(begin)

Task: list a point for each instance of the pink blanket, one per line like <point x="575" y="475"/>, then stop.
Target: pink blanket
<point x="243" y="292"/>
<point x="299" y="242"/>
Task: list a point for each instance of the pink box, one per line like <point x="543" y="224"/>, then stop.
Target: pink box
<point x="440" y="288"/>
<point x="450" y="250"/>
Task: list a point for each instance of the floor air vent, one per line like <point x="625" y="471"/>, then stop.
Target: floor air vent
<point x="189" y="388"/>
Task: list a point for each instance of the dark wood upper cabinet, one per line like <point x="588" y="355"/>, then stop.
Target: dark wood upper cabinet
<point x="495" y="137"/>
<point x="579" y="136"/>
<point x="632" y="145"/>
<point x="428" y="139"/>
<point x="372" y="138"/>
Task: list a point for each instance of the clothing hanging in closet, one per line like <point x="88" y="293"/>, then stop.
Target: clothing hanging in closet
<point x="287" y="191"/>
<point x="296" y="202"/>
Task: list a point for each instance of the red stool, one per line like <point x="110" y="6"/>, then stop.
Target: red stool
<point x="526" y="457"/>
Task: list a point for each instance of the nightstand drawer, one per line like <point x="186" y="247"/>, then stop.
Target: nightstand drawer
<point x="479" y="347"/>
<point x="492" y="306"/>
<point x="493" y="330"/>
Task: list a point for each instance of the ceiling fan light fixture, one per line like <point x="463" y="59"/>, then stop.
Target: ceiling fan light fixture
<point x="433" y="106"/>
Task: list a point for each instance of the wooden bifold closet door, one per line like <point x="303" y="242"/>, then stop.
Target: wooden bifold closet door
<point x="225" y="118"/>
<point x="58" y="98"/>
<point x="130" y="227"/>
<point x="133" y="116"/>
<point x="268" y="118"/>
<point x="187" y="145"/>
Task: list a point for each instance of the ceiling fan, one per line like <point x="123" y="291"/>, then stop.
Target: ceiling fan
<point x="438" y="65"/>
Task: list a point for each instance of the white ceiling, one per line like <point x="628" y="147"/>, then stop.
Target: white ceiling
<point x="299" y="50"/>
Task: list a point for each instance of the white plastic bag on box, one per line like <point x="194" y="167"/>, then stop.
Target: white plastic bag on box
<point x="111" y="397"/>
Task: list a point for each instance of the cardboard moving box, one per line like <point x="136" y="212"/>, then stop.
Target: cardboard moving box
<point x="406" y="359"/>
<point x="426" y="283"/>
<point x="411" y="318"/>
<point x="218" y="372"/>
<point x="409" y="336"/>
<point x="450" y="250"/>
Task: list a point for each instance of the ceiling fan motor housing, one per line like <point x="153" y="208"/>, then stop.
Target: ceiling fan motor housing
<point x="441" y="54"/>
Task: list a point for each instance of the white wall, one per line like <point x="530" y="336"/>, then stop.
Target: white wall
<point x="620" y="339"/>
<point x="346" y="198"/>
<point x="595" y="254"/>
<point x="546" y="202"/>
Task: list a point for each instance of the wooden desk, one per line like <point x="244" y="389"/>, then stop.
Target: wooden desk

(end)

Copy the entire listing above, line for line, with nothing altered.

• **IN RESPONSE**:
Task: list a point for each instance of the pink blanket, one per line like <point x="575" y="475"/>, then stop.
Target: pink blanket
<point x="243" y="292"/>
<point x="299" y="242"/>
Task: list a point for each instance of the pink box, one per line like <point x="543" y="224"/>, then stop.
Target: pink box
<point x="440" y="288"/>
<point x="450" y="250"/>
Task: list a point for each instance of the floor air vent, one per line like <point x="625" y="471"/>, then stop.
Target: floor air vent
<point x="189" y="388"/>
Task: list a point for each instance of the dark wood upper cabinet, one per line like <point x="588" y="355"/>, then stop.
Target: dark wood upper cabinet
<point x="495" y="137"/>
<point x="579" y="136"/>
<point x="632" y="145"/>
<point x="428" y="139"/>
<point x="372" y="138"/>
Task: list a point for each instance of the clothing hanging in closet, one per line like <point x="88" y="293"/>, then stop.
Target: clothing hanging in closet
<point x="287" y="191"/>
<point x="296" y="202"/>
Task: list a point for each instance of the red stool, one per line like <point x="110" y="6"/>, then stop.
Target: red stool
<point x="526" y="457"/>
Task: list a point for each instance of the nightstand drawer, one per line like <point x="186" y="247"/>, then stop.
Target: nightstand drawer
<point x="479" y="347"/>
<point x="492" y="306"/>
<point x="493" y="330"/>
Task: list a point for each instance of the ceiling fan light fixture, one per line like <point x="463" y="59"/>, then stop.
Target: ceiling fan light fixture
<point x="433" y="106"/>
Task: list a point for each instance of the wooden bifold closet door, one per line like <point x="303" y="242"/>, then stop.
Target: wooden bifold closet door
<point x="225" y="118"/>
<point x="58" y="98"/>
<point x="130" y="227"/>
<point x="133" y="116"/>
<point x="268" y="118"/>
<point x="187" y="145"/>
Task: list a point for each instance of the ceiling fan, one per line like <point x="123" y="291"/>, then stop.
Target: ceiling fan
<point x="438" y="65"/>
Task: list a point for each instance of the white ceiling, one per line like <point x="628" y="147"/>, then stop.
Target: white ceiling
<point x="299" y="50"/>
Task: list a point for each instance of the white plastic bag on box, one per line like <point x="194" y="167"/>, then stop.
Target: white plastic bag on box
<point x="111" y="397"/>
Task: list a point for each instance of the cardboard moving box, one per line like <point x="136" y="212"/>, then stop.
Target: cardboard moving box
<point x="406" y="359"/>
<point x="426" y="283"/>
<point x="411" y="318"/>
<point x="218" y="372"/>
<point x="409" y="336"/>
<point x="450" y="250"/>
Task: list a point for each instance of the ceiling fan motor housing, one per line like <point x="153" y="208"/>, then stop.
Target: ceiling fan motor housing
<point x="441" y="54"/>
Task: list a point for each instance of the white wall, one per line like <point x="530" y="336"/>, then stop.
Target: white wall
<point x="620" y="339"/>
<point x="346" y="198"/>
<point x="595" y="254"/>
<point x="546" y="202"/>
Task: list a point for each instance of the wooden desk, one per line like <point x="244" y="389"/>, then stop.
Target: wooden desk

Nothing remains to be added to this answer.